══ Exercise input ══

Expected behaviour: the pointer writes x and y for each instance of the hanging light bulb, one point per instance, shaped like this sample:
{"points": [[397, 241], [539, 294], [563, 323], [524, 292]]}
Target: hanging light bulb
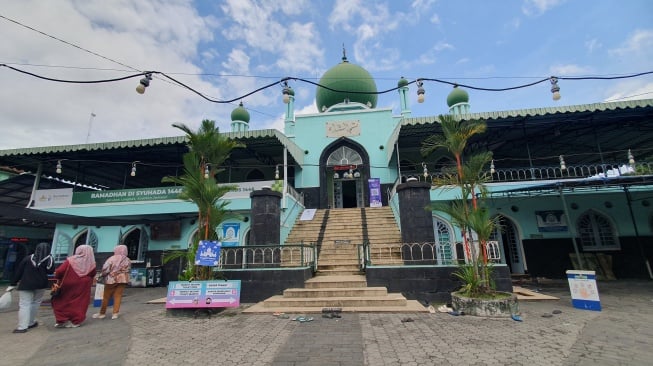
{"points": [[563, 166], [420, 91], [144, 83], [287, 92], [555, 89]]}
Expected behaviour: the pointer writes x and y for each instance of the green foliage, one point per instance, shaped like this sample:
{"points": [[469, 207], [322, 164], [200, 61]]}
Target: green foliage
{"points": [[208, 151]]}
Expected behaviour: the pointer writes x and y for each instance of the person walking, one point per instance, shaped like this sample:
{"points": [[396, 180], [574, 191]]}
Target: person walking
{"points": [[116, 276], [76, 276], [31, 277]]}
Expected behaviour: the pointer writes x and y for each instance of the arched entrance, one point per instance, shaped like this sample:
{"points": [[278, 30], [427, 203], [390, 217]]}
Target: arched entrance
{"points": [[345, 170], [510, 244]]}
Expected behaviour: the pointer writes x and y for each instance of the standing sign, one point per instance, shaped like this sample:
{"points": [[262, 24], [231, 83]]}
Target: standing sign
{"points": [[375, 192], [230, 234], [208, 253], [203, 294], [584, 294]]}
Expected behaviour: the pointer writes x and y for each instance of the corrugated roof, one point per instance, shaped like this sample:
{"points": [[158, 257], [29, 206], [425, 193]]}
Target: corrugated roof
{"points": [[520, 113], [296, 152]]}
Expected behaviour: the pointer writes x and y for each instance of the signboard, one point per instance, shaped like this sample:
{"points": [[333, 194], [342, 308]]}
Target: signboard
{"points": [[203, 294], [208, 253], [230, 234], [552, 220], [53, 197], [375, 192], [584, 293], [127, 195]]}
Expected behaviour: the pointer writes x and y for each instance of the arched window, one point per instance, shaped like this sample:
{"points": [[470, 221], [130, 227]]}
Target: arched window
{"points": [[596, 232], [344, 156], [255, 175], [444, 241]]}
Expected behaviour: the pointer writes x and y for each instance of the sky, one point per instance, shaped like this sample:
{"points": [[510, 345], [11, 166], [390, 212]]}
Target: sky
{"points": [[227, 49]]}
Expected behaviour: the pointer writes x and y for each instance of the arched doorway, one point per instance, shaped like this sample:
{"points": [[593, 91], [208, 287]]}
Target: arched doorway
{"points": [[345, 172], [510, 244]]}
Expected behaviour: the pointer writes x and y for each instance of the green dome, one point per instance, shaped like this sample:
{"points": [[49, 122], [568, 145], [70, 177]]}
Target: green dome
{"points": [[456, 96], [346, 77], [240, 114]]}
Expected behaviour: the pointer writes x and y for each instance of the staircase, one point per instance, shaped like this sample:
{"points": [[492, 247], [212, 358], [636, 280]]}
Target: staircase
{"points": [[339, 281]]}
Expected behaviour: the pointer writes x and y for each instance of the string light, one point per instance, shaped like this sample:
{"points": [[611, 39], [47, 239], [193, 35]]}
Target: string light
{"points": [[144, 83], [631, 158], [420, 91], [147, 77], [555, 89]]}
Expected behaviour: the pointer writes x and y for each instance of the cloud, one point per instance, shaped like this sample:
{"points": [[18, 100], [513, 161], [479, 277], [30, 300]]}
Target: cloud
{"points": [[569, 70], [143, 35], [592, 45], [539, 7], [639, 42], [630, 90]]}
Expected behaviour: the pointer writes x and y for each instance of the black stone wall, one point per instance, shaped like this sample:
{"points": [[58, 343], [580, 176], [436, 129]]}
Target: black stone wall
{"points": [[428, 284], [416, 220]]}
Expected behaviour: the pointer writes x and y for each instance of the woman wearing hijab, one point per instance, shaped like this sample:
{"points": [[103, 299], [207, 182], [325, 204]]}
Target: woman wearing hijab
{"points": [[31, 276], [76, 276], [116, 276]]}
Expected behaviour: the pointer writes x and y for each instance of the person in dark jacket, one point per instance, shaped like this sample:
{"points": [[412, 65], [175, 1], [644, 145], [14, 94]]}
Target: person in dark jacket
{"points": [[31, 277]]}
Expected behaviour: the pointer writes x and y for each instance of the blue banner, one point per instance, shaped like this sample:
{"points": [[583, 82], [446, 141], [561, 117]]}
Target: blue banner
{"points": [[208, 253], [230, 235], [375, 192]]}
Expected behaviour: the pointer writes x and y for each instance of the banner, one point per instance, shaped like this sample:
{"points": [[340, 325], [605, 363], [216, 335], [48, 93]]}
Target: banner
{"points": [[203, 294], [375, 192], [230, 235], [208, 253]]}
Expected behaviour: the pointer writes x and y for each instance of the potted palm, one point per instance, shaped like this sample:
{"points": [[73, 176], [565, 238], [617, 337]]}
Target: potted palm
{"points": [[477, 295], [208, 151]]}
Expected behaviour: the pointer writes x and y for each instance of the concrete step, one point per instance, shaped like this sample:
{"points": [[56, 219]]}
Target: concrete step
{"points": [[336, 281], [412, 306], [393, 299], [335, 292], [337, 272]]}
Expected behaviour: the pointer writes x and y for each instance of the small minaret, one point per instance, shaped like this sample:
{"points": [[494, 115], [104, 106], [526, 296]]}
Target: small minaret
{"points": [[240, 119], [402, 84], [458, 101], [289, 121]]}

═══

_Your assignment:_
Write out all of the records above. Keep them exact and leave out the pictures.

_Finished task:_
Expected behaviour: the pointer writes x and y for each instance of the hanging light bulb, one point per instance, shaped like this sample:
{"points": [[397, 241], [539, 294], [563, 323], [524, 292]]}
Target: hanging light bulb
{"points": [[563, 166], [420, 91], [144, 83], [287, 92], [555, 89]]}
Expected behaviour: the pointer writes x and y for each instance of the green foliage, one point per instance, shaped like this sample:
{"points": [[469, 207], [322, 164], [200, 61]]}
Target: green foliage
{"points": [[208, 151]]}
Expected behaviour: the pointer writes x and y for each instance of the person walking, one point per instance, shaped like this sample:
{"points": [[396, 180], [574, 191]]}
Target: person walking
{"points": [[116, 276], [76, 276], [31, 277]]}
Expected behaviour: the pointer writes x and y for each instance of the arched entrance, one point per instance, shaped like this sample:
{"points": [[278, 30], [427, 203], [390, 217]]}
Target: arched entrance
{"points": [[345, 170], [510, 244]]}
Expected behaviour: the pointer writes x and y for each instance of the standing sign, one point per instance, shaped like this sample:
{"points": [[262, 24], [231, 83]]}
Target: standing sign
{"points": [[375, 192], [230, 234], [208, 253], [203, 294], [584, 294]]}
Expected behaviour: the pointer writes x and y for each instance of the corrugated roof, one point per instance, shaped like this sample:
{"points": [[158, 257], [29, 206], [425, 193]]}
Target: corrugated roof
{"points": [[520, 113], [296, 152]]}
Expected behaviour: the pointer writes x and y for each instance of the signboard, one point per instance, shaped like this sample:
{"points": [[333, 194], [342, 308]]}
Target: signboard
{"points": [[203, 294], [208, 253], [230, 234], [552, 220], [53, 197], [375, 192], [584, 293], [127, 195]]}
Expected behaviour: the pointer writes x and y for each instance of the arched window, one point per instance, shaped like this sample:
{"points": [[470, 221], [130, 227]]}
Target: arched window
{"points": [[596, 232], [344, 156], [255, 175], [444, 241]]}
Expected behaviour: the pointer writes x and y for each instance of the sky, one point per instance, shaped like this sample:
{"points": [[510, 345], [11, 166], [390, 212]]}
Target: sky
{"points": [[227, 49]]}
Expected behaviour: the pointer writes x and y for each instance of the arched doorway, one point per instance, shaped like this sample:
{"points": [[593, 91], [208, 287]]}
Target: arched doorway
{"points": [[345, 172], [510, 244]]}
Expected behaviour: the pointer writes x and y for each instance of the green dome, one point per instance, shaped like this sample:
{"points": [[49, 122], [568, 145], [70, 177]]}
Target: green dome
{"points": [[456, 96], [346, 77], [240, 114]]}
Expected behaviour: the pointer writes x and y for each instance of the staircase, one point per instance, shaped like this sample:
{"points": [[492, 247], [212, 358], [636, 280]]}
Target: staircase
{"points": [[339, 281]]}
Expected behaviour: the pointer writes x and y for each instance of the string light, one point per instance, shaped like this sample:
{"points": [[611, 39], [47, 239], [193, 35]]}
Target: string light
{"points": [[144, 83], [631, 158], [420, 91], [147, 77], [555, 89]]}
Expected behaviour: the pointer writes x and y for each instance of the cloud, one point per instance, shaped like this sample:
{"points": [[18, 100], [513, 161], [479, 277], [30, 300]]}
Target: cloud
{"points": [[569, 70], [143, 35], [592, 45], [539, 7], [639, 42], [630, 90]]}
Expected behaviour: the pointer writes x and y for each instance of the black stone wall, one point per instance, shaped like this sample:
{"points": [[58, 343], [580, 176], [436, 129]]}
Target: black stone wall
{"points": [[428, 284], [416, 220]]}
Expected behaviour: the pointer writes x and y for each instance of the woman wearing hijab, one point per instance, shaped like this sample:
{"points": [[103, 299], [207, 182], [325, 204]]}
Target: woman wearing hijab
{"points": [[31, 276], [76, 276], [116, 276]]}
Expected behaviour: the pointer writes x and y for each instance of the person in dark jacket, one point per instance, shaped like this sample:
{"points": [[412, 65], [175, 1], [644, 145], [14, 94]]}
Target: person in dark jacket
{"points": [[31, 277]]}
Expected behaviour: the pointer writes x and y for each instance of the blue banner, one point per instance, shaped like this sample:
{"points": [[583, 82], [446, 141], [561, 117]]}
Target: blue banner
{"points": [[208, 253], [230, 235], [375, 192]]}
Expected behaviour: the pointer writes x and y for each instance of the banner, one point per instance, shaped like this sample:
{"points": [[340, 325], [605, 363], [216, 335], [48, 93]]}
Target: banner
{"points": [[203, 294], [375, 192], [230, 235], [208, 253]]}
Expected behaviour: the pointer writes x and y for each instance of the potted palm, one point per instance, shaped like this sample:
{"points": [[73, 176], [565, 238], [617, 337]]}
Target: potted palm
{"points": [[477, 295], [208, 151]]}
Expected behaviour: the pointer writes x and y for each instance of the concrete step, one point per instance, shaped like this sample:
{"points": [[56, 219]]}
Target: concrete step
{"points": [[336, 281], [412, 306], [393, 299], [335, 292], [337, 272]]}
Expected behaviour: the pointer writes x and y for each instance of the small minaret, one point per instance, shaped like this sample:
{"points": [[494, 115], [104, 106], [526, 296]]}
Target: small minaret
{"points": [[240, 119], [402, 84], [458, 101], [289, 121]]}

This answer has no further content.